ESTRATTO DEL TESTO:
/---
Se volete sapere come finisce la sua storia senza leggere l’Opera, sappiate che Gamaliele finirà per diventare cristiano, esempio – insieme a Saulo che diventerà San Paolo – di quanto possano essere diverse le vie che portano alla santità.
4.2 Gesù: «Chi ha sete, venga a me e beva. Dall’intimo di chi crede in me, come dice la Scrittura, scaturiranno fiumi d’Acqua viva!’.»
Non mi ricordo quanto durasse la Festa dei Tabernacoli, ma il periodo di durata complessivo della festività era certo di parecchi giorni.
In ognuno di questi Gesù aveva tenuto specifici importanti discorsi, di cui abbiamo potuto apprezzare - sia pur nelle brevi trascrizioni che abbiamo fatto di taluni brani delle visioni valtortiane - l'elevatezza intellettuale e Sapienza spirituale.
Discorsi sulla natura del Regno di Dio, sulla natura del Cristo e infine, nell’ultimo giorno della Festa, quello sull’Acqua viva, di cui parliamo adesso. 4
L’ultimo giorno della Festa era quello conclusivo e dunque il più importante. Vi doveva anche essere il massimo afflusso di pellegrini, prima del loro definitivo rientro ai luoghi di provenienza.
\---
MATERIALE FORNITO:
/---
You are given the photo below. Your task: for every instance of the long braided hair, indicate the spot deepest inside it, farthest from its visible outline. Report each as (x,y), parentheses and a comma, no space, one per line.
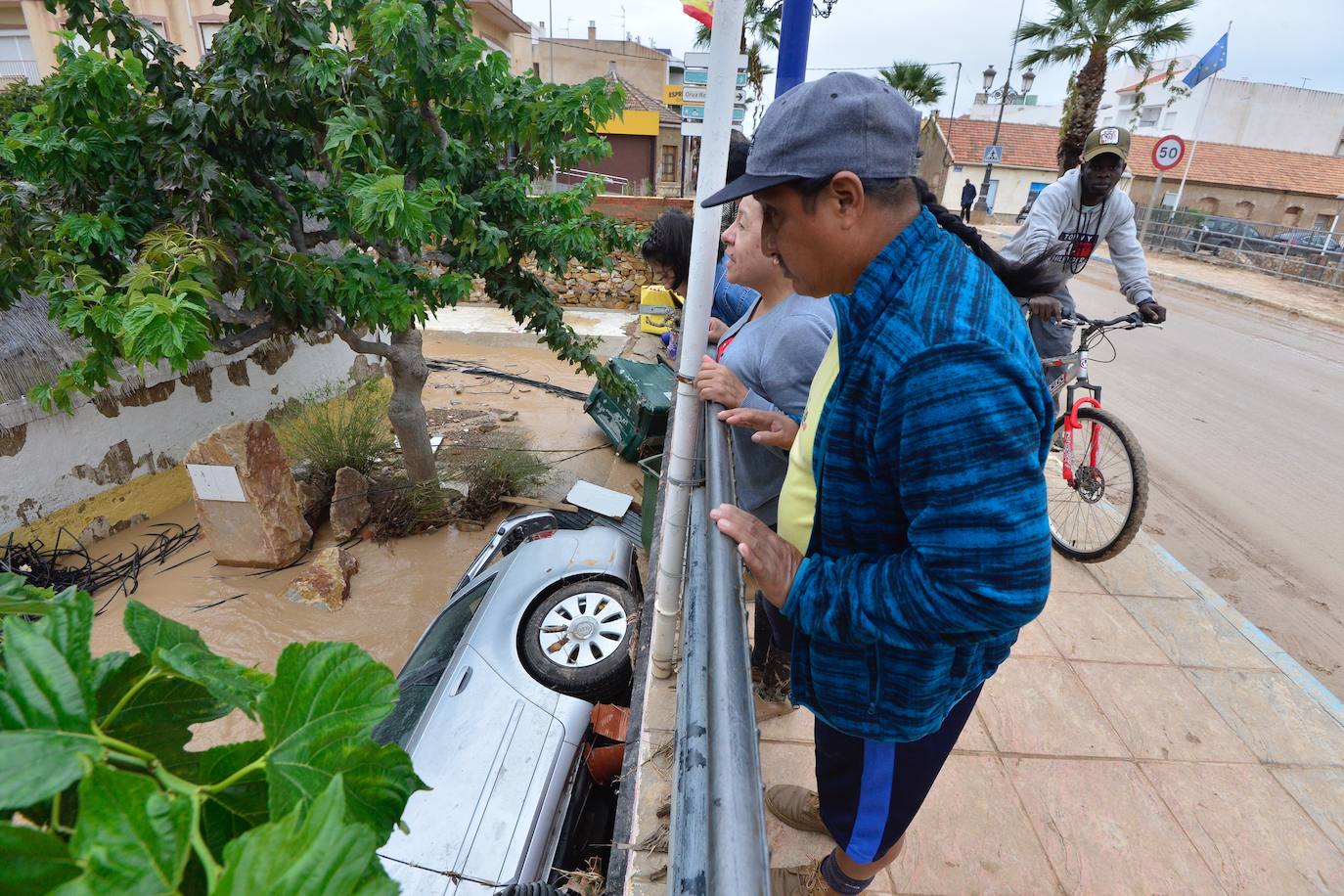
(1026,278)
\---
CONSEGNA: Trascrivi senza modifiche il brano dell'estratto sulla Festa dei Tabernacoli che parte dalle parole "In ognuno di" e si ferma dopo le parole "luoghi di provenienza.". Le righe non servono per svolgere il lavoro.

ESERCIZIO SVOLTO:
In ognuno di questi Gesù aveva tenuto specifici importanti discorsi, di cui abbiamo potuto apprezzare - sia pur nelle brevi trascrizioni che abbiamo fatto di taluni brani delle visioni valtortiane - l'elevatezza intellettuale e Sapienza spirituale.
Discorsi sulla natura del Regno di Dio, sulla natura del Cristo e infine, nell’ultimo giorno della Festa, quello sull’Acqua viva, di cui parliamo adesso. 4
L’ultimo giorno della Festa era quello conclusivo e dunque il più importante. Vi doveva anche essere il massimo afflusso di pellegrini, prima del loro definitivo rientro ai luoghi di provenienza.